• _What the task asks_
Please render the stretch of material below, from the line containing "point_to reports the position of each instance of the blue" through the line containing "column 905, row 503", as a JSON list of strings with one string per line and blank lines omitted. Include no other lines.

• _Input for this task_
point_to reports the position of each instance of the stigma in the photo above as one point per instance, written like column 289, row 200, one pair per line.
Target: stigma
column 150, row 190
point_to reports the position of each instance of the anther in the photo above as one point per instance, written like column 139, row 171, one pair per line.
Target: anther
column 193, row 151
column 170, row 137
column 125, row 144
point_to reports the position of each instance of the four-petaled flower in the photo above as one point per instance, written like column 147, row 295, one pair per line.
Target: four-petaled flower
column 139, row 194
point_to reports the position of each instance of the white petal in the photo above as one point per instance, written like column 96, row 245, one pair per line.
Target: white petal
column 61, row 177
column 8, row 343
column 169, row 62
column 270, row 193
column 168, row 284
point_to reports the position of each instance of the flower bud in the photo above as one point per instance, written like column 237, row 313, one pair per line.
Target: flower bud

---

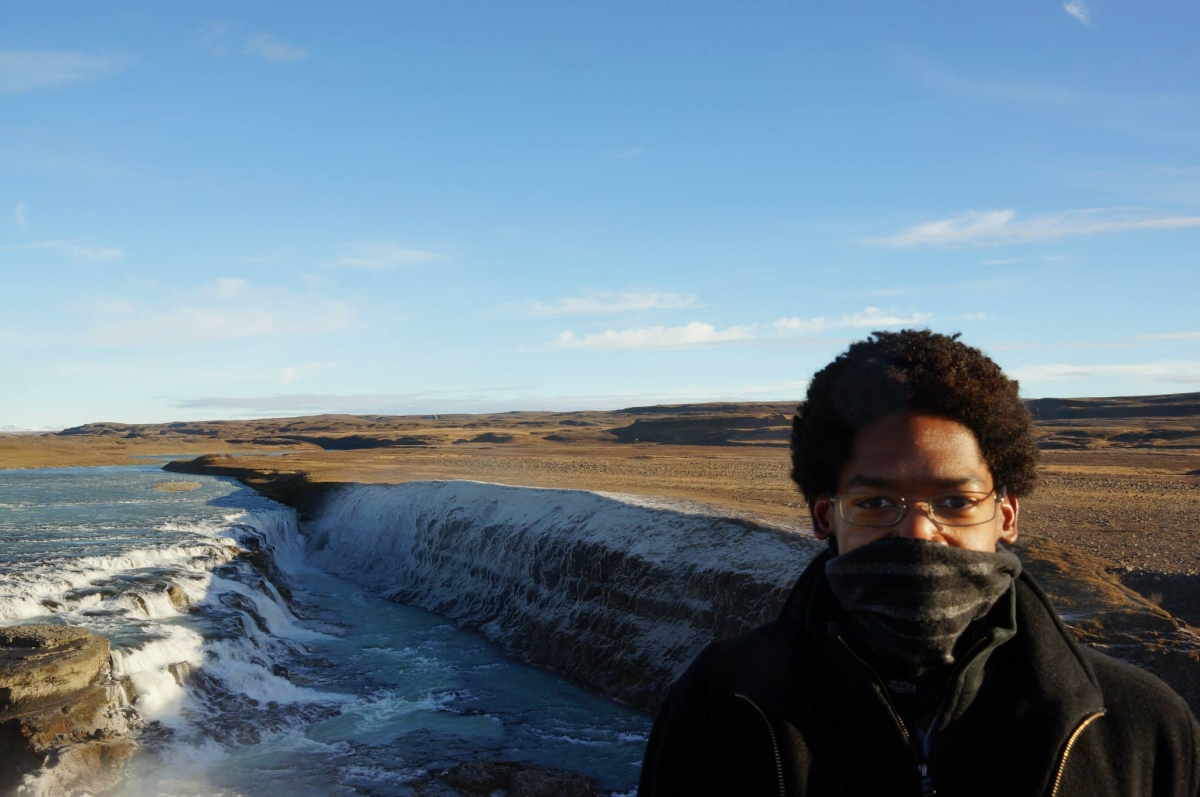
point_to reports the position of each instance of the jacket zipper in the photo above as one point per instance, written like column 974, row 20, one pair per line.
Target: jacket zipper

* * *

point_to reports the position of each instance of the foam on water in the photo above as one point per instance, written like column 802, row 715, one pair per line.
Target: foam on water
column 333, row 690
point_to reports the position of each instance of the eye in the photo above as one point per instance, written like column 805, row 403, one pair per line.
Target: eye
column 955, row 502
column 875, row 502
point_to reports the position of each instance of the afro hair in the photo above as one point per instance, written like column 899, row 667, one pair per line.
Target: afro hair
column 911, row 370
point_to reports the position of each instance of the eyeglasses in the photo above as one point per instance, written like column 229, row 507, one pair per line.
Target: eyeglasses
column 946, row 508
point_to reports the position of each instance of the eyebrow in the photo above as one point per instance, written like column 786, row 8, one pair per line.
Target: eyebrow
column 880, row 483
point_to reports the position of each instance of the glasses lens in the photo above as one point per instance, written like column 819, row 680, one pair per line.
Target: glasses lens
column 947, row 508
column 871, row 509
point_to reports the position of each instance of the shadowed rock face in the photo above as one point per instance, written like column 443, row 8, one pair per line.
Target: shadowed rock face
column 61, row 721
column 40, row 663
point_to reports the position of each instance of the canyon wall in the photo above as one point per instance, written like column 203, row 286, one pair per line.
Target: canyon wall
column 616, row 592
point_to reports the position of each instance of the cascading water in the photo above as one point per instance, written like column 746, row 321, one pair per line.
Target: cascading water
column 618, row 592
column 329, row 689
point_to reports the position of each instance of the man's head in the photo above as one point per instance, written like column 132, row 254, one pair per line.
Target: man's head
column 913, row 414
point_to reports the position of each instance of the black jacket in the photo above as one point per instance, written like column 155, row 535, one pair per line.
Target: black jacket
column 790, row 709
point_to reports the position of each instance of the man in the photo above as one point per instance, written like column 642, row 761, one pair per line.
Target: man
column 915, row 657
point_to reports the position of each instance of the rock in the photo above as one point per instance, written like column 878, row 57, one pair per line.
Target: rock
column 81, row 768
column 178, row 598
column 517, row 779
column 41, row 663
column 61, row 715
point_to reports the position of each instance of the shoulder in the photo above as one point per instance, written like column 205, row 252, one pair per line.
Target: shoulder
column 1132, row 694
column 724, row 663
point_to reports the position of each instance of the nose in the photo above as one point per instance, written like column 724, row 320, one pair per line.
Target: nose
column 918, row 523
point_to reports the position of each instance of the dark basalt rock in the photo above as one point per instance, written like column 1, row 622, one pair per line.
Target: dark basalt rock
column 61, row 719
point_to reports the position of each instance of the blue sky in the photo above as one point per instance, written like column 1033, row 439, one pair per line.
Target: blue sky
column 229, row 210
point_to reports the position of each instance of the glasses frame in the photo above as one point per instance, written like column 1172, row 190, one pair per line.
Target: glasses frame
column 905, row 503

• _The output_
[
  "point_to reports the position of each instance of the blue sky in the photo above as one point per instance, written like column 1033, row 439, one pair per line.",
  "Target: blue sky",
  "column 229, row 210",
  "point_to reports the position of each instance of the glasses frame in the photo above as one point per instance, written like column 1172, row 190, one pair per line.",
  "Target: glasses frame",
  "column 905, row 503"
]